- **DIRECTIONS**
Rewrite the material from the line containing "Pick out the green" through the end, replacing "grassy slope" with "grass-covered hillside" and leaving everything else unchanged.

....

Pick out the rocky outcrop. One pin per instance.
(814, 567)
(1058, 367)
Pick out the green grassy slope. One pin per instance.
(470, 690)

....

- **PROBLEM SOLUTION**
Pick out the green grass-covered hillside. One pin per instance.
(470, 690)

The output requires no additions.